Text passage:
----------------------------------------
There are plenty of amazing sights to see on a trip to Las Vegas, but I contend that Valley of Fire State Park rivals the best of Sin City’s glitz and glamour with its awe-inspiring natural wonders.

The park, located approximately an hour northeast of Las Vegas off Highway 15, features 40,000 acres of bright red Aztec sandstone outcrops, ancient petrified trees and petroglyphs dating back more than 2,000 years.

A little bit of history

The Aztec sandstone in Valley of Fire State Park is from the Jurassic period and is the remnant of the sand left behind by the wind after inland seas subsided and the land rose. Early man moved into southern Nevada as far back as 11,000 years ago. The most obvious evidence of occupation is the petroglyphs carved into the rocks by the Basketmaker culture about 2,500 years ago, followed later by the Early Pueblo culture. Paiutes were living in this area in 1865 when Mormons settled at nearby St. Thomas at the south end of the Moapa Valley.  Farming, ranching and mining occurred in the region along a narrow stretch of water.

A rough road was built through this area in 1912 as part of the Arrowhead Trail, connecting Salt Lake City with Los Angeles.  In the 1920s the name was coined by an AAA official traveling through the park at sunset.  This person purportedly said that the entire valley looked like it was on fire; hence the name. It was also during the 1920s that the archeological richness and recreational possibilities of the area were recognized and about 8,500 acres of federal public domain, the original Valley of Fire tract, were given to the State of Nevada.

In 1933, the Civilian Conservation Corps built the first facilities and campgrounds in the park.  On Easter Sunday in 1934, Valley of Fire was formally opened as Nevada’s first state park.  However, the park didn’t receive its legal designation from the Nevada State Legislature until the body convened in 1935.  

What to see

The best thing about Valley of Fire State Park is you can spend two hours on a driving tour of the highlights with minimal walking involved and get a worthwhile experience or immerse yourself in the desert wonder and spend a few nights at one of the park’s campgrounds.

This park is also ideal for aspiring professional photographers — or those seeking the ‘perfect selfie.’

Those visiting the park as a half-day trip from Las Vegas should make sure they don’t miss these points of interest:

Beehives — These sandstone formations not only demonstrate the unique design that can be created by nature, but is an excellent representation of geologic cross bedding.  Those are the grooved lines going in different directions.  The layers or beds represent different layers of silt that are deposited at different times.  The beds indicate the angle of the wind or water was moving at the time the material was deposited.  

Atlatl Rock — An atlatl is a device used for launching a spear; usually a short cord would around the spear so that when thrown into the air the weapon will rotate.  The ancient Indians used these weapons and they are depicted in the petroglyphs (rock carvings) located at Atlatl Rock. It’s a unique experience looking at originals carvings that someone drew over one thousand years ago. Altatl Rock alone makes the trip into the desert worth it.


Petrified Logs — Petrified wood has laid outside long enough to become a fossil. All the organic things have been removed by sun, wind, water and time, and have been completely replaced with minerals.  Logs and stumps washed into Valley of Fire about 225 million years ago and are visible in two locations.  The logs are several colorful tree trunks lying close to the road, safely fenced off for all to enjoy.
----------------------------------------
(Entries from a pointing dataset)
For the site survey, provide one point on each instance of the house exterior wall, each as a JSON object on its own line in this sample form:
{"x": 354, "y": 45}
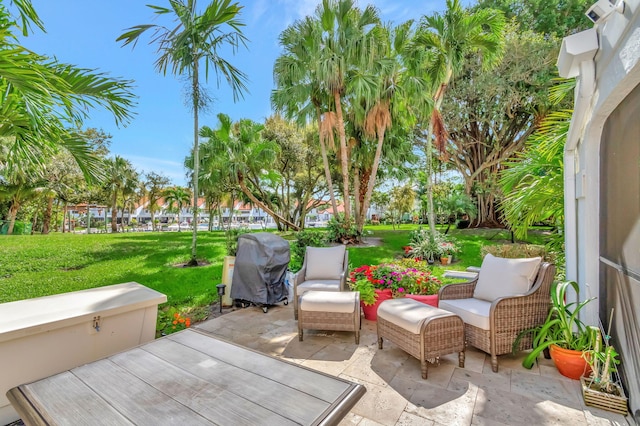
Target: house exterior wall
{"x": 603, "y": 86}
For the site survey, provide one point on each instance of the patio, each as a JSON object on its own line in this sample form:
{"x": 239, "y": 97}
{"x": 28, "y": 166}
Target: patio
{"x": 397, "y": 395}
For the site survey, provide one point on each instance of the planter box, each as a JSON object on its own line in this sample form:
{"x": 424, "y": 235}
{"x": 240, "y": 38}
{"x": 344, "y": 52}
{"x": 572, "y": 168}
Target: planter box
{"x": 47, "y": 335}
{"x": 605, "y": 401}
{"x": 427, "y": 299}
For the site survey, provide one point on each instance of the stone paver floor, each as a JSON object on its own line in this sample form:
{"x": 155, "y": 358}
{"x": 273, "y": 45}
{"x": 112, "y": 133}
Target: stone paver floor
{"x": 396, "y": 393}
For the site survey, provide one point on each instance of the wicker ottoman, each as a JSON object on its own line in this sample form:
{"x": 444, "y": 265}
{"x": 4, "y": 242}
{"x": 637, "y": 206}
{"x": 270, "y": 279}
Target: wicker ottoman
{"x": 329, "y": 310}
{"x": 421, "y": 330}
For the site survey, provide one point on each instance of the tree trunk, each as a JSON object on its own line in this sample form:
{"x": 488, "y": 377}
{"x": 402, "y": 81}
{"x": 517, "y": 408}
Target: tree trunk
{"x": 13, "y": 212}
{"x": 270, "y": 212}
{"x": 46, "y": 219}
{"x": 327, "y": 169}
{"x": 196, "y": 161}
{"x": 66, "y": 223}
{"x": 344, "y": 160}
{"x": 438, "y": 97}
{"x": 114, "y": 212}
{"x": 357, "y": 189}
{"x": 372, "y": 179}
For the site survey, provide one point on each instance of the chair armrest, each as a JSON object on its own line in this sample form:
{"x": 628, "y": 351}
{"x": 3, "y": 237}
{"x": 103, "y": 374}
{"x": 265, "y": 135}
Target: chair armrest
{"x": 525, "y": 311}
{"x": 298, "y": 277}
{"x": 345, "y": 272}
{"x": 457, "y": 291}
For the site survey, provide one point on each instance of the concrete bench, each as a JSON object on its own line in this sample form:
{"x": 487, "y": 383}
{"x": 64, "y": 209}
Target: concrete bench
{"x": 47, "y": 335}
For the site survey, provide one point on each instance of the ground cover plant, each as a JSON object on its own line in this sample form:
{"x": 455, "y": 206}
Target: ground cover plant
{"x": 41, "y": 265}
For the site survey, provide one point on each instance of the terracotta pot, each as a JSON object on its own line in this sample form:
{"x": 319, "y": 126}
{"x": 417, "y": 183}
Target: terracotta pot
{"x": 570, "y": 363}
{"x": 429, "y": 299}
{"x": 371, "y": 311}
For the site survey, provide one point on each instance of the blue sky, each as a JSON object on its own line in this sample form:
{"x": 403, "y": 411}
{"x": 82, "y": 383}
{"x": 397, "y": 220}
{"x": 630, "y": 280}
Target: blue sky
{"x": 83, "y": 33}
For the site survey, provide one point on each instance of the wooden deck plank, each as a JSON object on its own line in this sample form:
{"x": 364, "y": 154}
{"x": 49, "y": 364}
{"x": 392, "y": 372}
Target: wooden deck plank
{"x": 294, "y": 404}
{"x": 211, "y": 400}
{"x": 295, "y": 376}
{"x": 63, "y": 399}
{"x": 188, "y": 379}
{"x": 133, "y": 398}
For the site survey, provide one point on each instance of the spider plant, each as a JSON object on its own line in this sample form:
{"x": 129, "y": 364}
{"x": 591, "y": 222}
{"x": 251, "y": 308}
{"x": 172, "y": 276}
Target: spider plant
{"x": 562, "y": 326}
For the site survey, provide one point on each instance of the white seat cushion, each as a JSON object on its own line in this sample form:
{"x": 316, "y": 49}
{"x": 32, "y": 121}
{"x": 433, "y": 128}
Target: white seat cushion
{"x": 325, "y": 301}
{"x": 319, "y": 285}
{"x": 472, "y": 311}
{"x": 325, "y": 263}
{"x": 408, "y": 314}
{"x": 500, "y": 277}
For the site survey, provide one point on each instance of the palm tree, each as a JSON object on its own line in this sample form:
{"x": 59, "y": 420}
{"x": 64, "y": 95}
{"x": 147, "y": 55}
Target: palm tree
{"x": 120, "y": 176}
{"x": 533, "y": 182}
{"x": 177, "y": 198}
{"x": 397, "y": 96}
{"x": 244, "y": 154}
{"x": 196, "y": 38}
{"x": 298, "y": 91}
{"x": 448, "y": 39}
{"x": 346, "y": 45}
{"x": 39, "y": 97}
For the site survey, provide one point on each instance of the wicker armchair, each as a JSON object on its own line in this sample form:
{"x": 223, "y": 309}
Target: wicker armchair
{"x": 508, "y": 316}
{"x": 323, "y": 269}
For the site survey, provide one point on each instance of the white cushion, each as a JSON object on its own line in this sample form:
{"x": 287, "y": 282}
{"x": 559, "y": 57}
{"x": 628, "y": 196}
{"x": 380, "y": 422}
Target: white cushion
{"x": 500, "y": 277}
{"x": 319, "y": 285}
{"x": 472, "y": 311}
{"x": 325, "y": 262}
{"x": 408, "y": 314}
{"x": 324, "y": 301}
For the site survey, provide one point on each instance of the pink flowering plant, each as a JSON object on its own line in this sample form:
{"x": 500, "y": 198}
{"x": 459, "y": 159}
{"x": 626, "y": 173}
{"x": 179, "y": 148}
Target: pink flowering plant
{"x": 448, "y": 248}
{"x": 407, "y": 276}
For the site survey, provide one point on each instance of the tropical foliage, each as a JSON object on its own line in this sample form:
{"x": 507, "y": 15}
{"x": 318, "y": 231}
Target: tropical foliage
{"x": 563, "y": 326}
{"x": 407, "y": 276}
{"x": 448, "y": 39}
{"x": 42, "y": 100}
{"x": 197, "y": 37}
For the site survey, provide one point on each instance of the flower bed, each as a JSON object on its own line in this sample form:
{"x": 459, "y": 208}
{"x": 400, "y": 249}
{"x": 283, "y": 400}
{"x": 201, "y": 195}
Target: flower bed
{"x": 405, "y": 277}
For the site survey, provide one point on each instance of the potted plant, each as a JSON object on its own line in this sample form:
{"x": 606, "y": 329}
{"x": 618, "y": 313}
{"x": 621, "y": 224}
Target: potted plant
{"x": 405, "y": 278}
{"x": 563, "y": 333}
{"x": 448, "y": 250}
{"x": 599, "y": 389}
{"x": 416, "y": 282}
{"x": 367, "y": 280}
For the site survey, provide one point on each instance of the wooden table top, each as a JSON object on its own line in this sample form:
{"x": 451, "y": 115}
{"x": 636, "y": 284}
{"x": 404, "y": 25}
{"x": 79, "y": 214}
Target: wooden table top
{"x": 187, "y": 378}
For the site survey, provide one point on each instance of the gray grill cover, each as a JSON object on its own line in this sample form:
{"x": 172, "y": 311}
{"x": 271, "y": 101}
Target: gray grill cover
{"x": 260, "y": 268}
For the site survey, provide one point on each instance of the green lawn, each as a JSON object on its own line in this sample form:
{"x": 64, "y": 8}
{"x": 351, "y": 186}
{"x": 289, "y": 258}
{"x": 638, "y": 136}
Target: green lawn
{"x": 40, "y": 265}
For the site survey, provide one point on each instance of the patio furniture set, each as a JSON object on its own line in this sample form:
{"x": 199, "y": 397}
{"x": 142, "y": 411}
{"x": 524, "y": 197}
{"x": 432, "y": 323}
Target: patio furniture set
{"x": 506, "y": 297}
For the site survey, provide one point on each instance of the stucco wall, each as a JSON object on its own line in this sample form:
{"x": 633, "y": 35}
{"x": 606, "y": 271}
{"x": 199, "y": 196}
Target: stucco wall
{"x": 617, "y": 74}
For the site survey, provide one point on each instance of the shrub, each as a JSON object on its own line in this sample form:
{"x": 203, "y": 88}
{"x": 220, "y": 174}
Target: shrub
{"x": 340, "y": 232}
{"x": 407, "y": 276}
{"x": 515, "y": 251}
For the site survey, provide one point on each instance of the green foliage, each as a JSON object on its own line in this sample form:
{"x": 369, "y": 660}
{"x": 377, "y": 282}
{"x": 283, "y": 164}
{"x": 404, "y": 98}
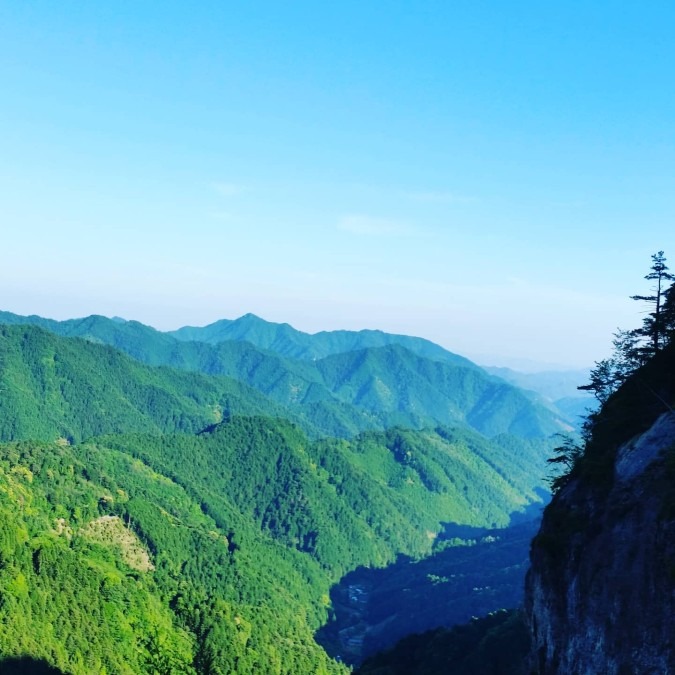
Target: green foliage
{"x": 153, "y": 528}
{"x": 340, "y": 395}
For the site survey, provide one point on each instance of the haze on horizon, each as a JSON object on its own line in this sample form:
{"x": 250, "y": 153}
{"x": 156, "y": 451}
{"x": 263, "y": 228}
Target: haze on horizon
{"x": 494, "y": 179}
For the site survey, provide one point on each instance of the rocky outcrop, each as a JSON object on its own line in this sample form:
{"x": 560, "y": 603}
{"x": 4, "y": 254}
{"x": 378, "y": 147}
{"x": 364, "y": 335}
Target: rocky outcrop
{"x": 600, "y": 595}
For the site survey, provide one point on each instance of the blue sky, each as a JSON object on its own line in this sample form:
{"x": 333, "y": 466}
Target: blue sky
{"x": 492, "y": 176}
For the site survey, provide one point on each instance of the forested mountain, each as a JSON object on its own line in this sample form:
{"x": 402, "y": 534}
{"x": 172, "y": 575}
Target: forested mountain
{"x": 288, "y": 341}
{"x": 55, "y": 387}
{"x": 343, "y": 394}
{"x": 160, "y": 520}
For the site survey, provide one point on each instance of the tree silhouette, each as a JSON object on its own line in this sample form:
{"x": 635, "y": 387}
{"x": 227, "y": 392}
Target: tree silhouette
{"x": 654, "y": 328}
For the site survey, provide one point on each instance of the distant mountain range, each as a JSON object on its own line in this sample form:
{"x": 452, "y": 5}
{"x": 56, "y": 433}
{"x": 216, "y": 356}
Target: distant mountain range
{"x": 185, "y": 506}
{"x": 401, "y": 381}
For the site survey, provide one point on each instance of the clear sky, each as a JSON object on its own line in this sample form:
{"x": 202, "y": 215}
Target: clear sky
{"x": 493, "y": 176}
----------------------------------------
Required actions:
1) In the Valley of Fire text, which group built the park's first facilities and campgrounds in 1933?
2) List every point of interest that the Valley of Fire text recommends for half-day visitors from Las Vegas.
3) For each statement, say whether it agrees with the Valley of Fire text: (a) The park was formally opened on Easter Sunday in 1934. (b) The Arrowhead Trail connected Salt Lake City with Las Vegas. (c) The petrified logs can be seen in only one location.

Problem solutions:
1) The Civilian Conservation Corps

2) Beehives, Atlatl Rock, Petrified Logs

3)
(a) Yes: "On Easter Sunday in 1934, Valley of Fire was formally opened as Nevada’s first state park."
(b) No: "connecting Salt Lake City with Los Angeles"
(c) No: "are visible in two locations"